What is needed: Update the rows below by replacing every "farthest from its outline" with "most distant from its edge", leaving everything else unchanged.

Input data:
_ _ _ _ _ _ _
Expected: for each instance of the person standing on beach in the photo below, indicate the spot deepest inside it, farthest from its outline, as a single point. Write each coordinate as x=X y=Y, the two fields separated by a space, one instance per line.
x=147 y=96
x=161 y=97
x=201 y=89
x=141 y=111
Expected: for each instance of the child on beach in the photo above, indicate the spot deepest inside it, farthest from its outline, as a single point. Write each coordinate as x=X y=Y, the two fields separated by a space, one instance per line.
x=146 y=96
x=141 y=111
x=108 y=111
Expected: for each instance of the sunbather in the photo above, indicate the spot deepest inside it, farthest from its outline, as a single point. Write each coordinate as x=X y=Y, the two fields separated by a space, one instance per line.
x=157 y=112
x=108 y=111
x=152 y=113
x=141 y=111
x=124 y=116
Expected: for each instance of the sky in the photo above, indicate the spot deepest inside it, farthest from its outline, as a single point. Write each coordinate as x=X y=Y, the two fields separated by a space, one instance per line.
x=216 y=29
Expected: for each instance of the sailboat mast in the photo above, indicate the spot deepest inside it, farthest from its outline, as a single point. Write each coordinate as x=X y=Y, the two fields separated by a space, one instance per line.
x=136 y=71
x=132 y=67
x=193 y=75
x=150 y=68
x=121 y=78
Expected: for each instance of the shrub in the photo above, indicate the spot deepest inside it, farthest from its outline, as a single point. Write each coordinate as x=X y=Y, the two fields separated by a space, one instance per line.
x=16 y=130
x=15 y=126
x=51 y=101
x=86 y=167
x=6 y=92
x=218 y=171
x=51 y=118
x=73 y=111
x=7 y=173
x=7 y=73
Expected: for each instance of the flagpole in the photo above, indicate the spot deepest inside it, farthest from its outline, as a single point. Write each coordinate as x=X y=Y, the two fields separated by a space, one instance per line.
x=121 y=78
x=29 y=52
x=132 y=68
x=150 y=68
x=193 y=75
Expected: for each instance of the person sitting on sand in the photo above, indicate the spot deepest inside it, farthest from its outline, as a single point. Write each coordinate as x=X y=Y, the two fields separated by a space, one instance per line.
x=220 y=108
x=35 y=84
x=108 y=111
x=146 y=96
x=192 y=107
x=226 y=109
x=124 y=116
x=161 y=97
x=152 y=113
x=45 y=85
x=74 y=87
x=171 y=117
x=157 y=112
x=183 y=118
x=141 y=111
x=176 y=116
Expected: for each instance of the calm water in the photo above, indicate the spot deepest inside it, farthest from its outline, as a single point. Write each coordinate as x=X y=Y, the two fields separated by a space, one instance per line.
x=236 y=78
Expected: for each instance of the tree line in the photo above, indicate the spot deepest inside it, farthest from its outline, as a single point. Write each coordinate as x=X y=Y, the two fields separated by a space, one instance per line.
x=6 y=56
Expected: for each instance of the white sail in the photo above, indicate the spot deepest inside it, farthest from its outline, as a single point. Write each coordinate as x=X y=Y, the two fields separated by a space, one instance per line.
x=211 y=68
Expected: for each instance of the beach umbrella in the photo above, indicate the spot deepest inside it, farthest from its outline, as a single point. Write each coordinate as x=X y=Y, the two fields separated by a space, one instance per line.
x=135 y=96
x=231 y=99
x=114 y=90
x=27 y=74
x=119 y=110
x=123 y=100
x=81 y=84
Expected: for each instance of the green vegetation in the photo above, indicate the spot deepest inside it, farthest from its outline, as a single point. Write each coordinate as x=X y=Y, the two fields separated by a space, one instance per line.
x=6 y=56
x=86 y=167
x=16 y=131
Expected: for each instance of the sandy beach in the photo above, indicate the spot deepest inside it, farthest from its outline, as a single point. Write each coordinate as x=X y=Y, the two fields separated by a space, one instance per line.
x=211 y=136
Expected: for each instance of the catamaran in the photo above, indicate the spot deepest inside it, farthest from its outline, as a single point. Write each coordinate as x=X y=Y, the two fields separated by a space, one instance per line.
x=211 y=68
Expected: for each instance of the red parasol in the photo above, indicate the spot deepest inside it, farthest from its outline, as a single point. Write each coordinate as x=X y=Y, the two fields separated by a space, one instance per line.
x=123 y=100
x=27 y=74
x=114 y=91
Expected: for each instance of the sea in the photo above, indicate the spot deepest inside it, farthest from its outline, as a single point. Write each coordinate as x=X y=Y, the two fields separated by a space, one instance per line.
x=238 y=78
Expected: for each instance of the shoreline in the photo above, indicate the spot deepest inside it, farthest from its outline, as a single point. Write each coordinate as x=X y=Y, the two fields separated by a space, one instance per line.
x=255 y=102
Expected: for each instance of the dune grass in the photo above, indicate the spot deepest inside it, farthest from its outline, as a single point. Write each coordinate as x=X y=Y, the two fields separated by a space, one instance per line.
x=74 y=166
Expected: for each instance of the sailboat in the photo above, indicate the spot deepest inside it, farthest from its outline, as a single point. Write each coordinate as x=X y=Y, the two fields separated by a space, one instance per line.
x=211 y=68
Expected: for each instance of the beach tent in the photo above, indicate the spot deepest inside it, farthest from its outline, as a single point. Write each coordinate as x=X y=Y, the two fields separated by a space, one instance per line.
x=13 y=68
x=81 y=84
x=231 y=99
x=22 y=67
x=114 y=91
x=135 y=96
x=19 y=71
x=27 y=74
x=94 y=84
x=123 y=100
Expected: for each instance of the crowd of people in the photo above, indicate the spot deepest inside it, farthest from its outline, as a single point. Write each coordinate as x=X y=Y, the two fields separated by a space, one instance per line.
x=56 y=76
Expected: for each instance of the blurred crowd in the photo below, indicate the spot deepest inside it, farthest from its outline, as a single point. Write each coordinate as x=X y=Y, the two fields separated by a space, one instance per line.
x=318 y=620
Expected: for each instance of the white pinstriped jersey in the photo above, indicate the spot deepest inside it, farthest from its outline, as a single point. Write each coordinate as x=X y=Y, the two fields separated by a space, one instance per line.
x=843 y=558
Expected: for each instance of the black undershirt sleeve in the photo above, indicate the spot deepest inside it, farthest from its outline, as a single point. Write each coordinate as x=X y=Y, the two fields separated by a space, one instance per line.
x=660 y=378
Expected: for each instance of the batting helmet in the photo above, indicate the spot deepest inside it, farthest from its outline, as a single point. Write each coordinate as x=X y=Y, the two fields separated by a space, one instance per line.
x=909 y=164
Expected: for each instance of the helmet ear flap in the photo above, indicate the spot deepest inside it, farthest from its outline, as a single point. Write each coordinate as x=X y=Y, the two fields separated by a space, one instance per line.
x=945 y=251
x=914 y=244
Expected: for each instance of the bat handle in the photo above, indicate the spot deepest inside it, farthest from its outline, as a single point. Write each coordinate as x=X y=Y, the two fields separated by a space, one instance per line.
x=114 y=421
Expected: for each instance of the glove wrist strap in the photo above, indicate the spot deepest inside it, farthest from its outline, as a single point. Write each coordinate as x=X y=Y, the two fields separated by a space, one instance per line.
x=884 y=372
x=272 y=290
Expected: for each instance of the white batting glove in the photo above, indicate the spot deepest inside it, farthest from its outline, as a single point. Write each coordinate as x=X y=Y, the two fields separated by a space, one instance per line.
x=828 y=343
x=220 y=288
_ _ _ _ _ _ _
Expected answer:
Expected: for each instance of the person standing on beach in the photo below, indicate the spot deepest inside it, most distant from its edge, as a single point. Write each coordinate as x=X y=Y, the two fields separated by a space, one instance per line.
x=147 y=96
x=161 y=97
x=201 y=89
x=141 y=111
Expected: for each instance of the child on beach in the photo above, indicate the spot deepest inside it, most distant from its edge, as a single point. Write each coordinate as x=X y=Y, the two fields separated by a space, one instance per line.
x=146 y=96
x=141 y=111
x=108 y=111
Expected: for each instance of the sunbather in the photo above, indicate the spot deepest inside it, most distant from its edge, as a single point. Write each coordinate as x=X y=Y, the two fields separated by a space, one instance per line.
x=157 y=112
x=108 y=111
x=152 y=113
x=141 y=111
x=124 y=116
Expected: for each instance of the sky in the photo above, indicate the spot deepest inside it, most distant from its edge, as a single point. Write each coordinate as x=X y=Y, the two fields separated by a space, one instance per line.
x=216 y=29
Expected: for each instance of the sailboat mast in the photo above, indicate the spot deepest inside it, most distant from its edge, as a single point. Write each coordinate as x=X y=Y, the two fields separated by a space, one instance per line.
x=136 y=71
x=132 y=67
x=193 y=75
x=150 y=68
x=121 y=78
Expected: for each instance of the shrub in the photo above, indicate the spot deepest inside it, most distant from its edge, as a single point. Write each coordinate as x=X y=Y, the two fields separated by a space, one instance per line.
x=16 y=130
x=15 y=126
x=51 y=101
x=86 y=167
x=6 y=92
x=218 y=171
x=51 y=118
x=73 y=111
x=7 y=173
x=7 y=73
Expected: for each instance of the flagpole in the photo above, indicate the spot deepest inside it, most distant from its edge, as a single point. Write each coordinate as x=X y=Y, the two fields separated by a space, one instance per line.
x=121 y=78
x=29 y=52
x=132 y=68
x=150 y=68
x=193 y=75
Expected: for each instance of the person sitting on sand in the photo above, indicate the spot deepest inside it, most distant from its edge, as a single point. Write each coordinate as x=X y=Y, the two fields separated by a space, one instance per line.
x=220 y=108
x=35 y=84
x=108 y=111
x=146 y=96
x=192 y=107
x=226 y=109
x=124 y=116
x=161 y=97
x=152 y=113
x=45 y=85
x=74 y=87
x=171 y=117
x=157 y=112
x=183 y=118
x=141 y=111
x=176 y=116
Expected: for each instance of the calm water in the photo above, indicate the spot deepest inside it, most distant from its edge, as a single point. Write each coordinate as x=X y=Y, the two fields separated by a space, one instance per line.
x=236 y=78
Expected: for each instance of the tree line in the photo above, indicate the spot deepest inside it, most distant from its edge, as a single point. Write each coordinate as x=X y=Y, the two fields separated by a space, one instance per line.
x=6 y=56
Expected: for each instance of the white sail in the photo above, indicate the spot deepest inside it, most distant from its edge, as a single point. Write each coordinate as x=X y=Y, the two fields separated by a space, one instance per line.
x=211 y=68
Expected: for each instance of the beach umbrella in the photo above, indicate the spot deepest inside it, most distant from its edge, as a single point. Write each coordinate as x=X y=Y, the two fields separated by a space, one instance per line.
x=135 y=96
x=231 y=99
x=114 y=90
x=27 y=74
x=119 y=110
x=123 y=100
x=81 y=84
Expected: for each instance of the green vegetation in the photo above, indicate the spot deepest inside it, most distant from its edge, as a single point. Write each coordinate as x=X y=Y, the two fields separated by a space, one instance per line.
x=6 y=56
x=86 y=167
x=16 y=131
Expected: for each instance of the sandy beach in the photo above, indicate the spot deepest inside it, most distant from its edge, as a single point. Write each coordinate as x=X y=Y, the two fields separated by a space, one instance per line.
x=211 y=136
Expected: for each instance of the catamaran in the photo above, indicate the spot deepest inside it, most distant from its edge, as a single point. Write each coordinate as x=X y=Y, the two fields separated by a space, one instance per line.
x=211 y=68
Expected: for each instance of the red parasol in the photo above, indicate the spot deepest inside it, most distant from its edge, as a single point. Write each coordinate as x=X y=Y, the two fields separated by a space, one instance per line.
x=123 y=100
x=27 y=74
x=114 y=91
Expected: for each instance of the sea in the photo above, indicate the spot deepest inside it, most distant from its edge, as a single point. Write each coordinate as x=X y=Y, the two fields separated by a space, one instance per line.
x=238 y=78
Expected: for each instance of the shoreline in the photo above, indicate the spot deepest inside it, most distant from its edge, as a single point. Write each coordinate as x=X y=Y, the two fields separated by a space, one instance per line.
x=255 y=102
Expected: for each instance of the dune grass in the photo above, indicate the spot deepest inside it, most distant from its edge, as a single point. Write each coordinate as x=X y=Y, the two fields separated by a space, one instance per line.
x=74 y=166
Expected: for each instance of the sailboat in the photo above, indicate the spot deepest inside it, most distant from its edge, as a single point. Write each coordinate as x=X y=Y, the two fields separated by a space, one instance per line.
x=211 y=68
Expected: for each instance of the beach tent in the photo above, indicate the spot deepest inside it, most distant from its edge, as a single point. Write each coordinate as x=X y=Y, the two fields separated by a space, one instance per line.
x=13 y=68
x=81 y=84
x=231 y=99
x=22 y=67
x=114 y=91
x=135 y=96
x=19 y=71
x=27 y=74
x=94 y=84
x=123 y=100
Expected: for each instance of the crowd of people in the photo above, indicate the spot deepest inside it, most distant from its edge, as a single point. Write each coordinate as x=X y=Y, the two fields separated by a space, one instance per line.
x=56 y=76
Expected: for each instance of the blurred crowd in the photo below, indicate the spot deepest inside it, most distant from its edge, as a single point. Write each coordinate as x=X y=Y, the two fields separated by a space, one instance per line.
x=318 y=620
Expected: for each instance of the white pinstriped jersey in the photo above, indicate the spot deepest inside it, most distant from its edge, as a single point. Write each coordinate as x=X y=Y, the two fields separated by a space, one instance per line.
x=843 y=558
Expected: for each instance of the black undershirt sleeve in the photo above, indicate the spot deepest inside it, most distant from its edge, as a single point. Write each coordinate as x=X y=Y, the two fields separated by a space, one instance per line.
x=660 y=378
Expected: for each instance of the batting helmet in the photo above, indicate the spot deepest inside it, most distant from its edge, as a single point. Write each coordinate as x=X y=Y, the two fields separated by a space, one instance per line.
x=909 y=164
Expected: for each instance of the helmet ear flap in the photo above, indicate the spot deepest inside it, most distant from its edge, as a single point. Write each coordinate as x=X y=Y, the two fields separated by a space, one instance per line.
x=945 y=251
x=914 y=244
Expected: for each instance of the bat handle in the photo above, indicate the spot deepest inside it, most distant from its edge, as a single point. Write each coordinate as x=X y=Y, the two fields separated by a space, one instance per line.
x=114 y=421
Expected: for each instance of the glove wrist strap in the photo above, indicate the spot deepest inside it, most distant from its edge, as a single point. Write each coordinate as x=X y=Y, the two fields separated by a space, one instance per line.
x=884 y=372
x=272 y=290
Expected: for each instance of the white batting glove in the photo above, indicate the spot deepest inside it, most distant from its edge, as a single point. Write each coordinate as x=X y=Y, the two fields separated by a space, one instance per line.
x=828 y=343
x=220 y=288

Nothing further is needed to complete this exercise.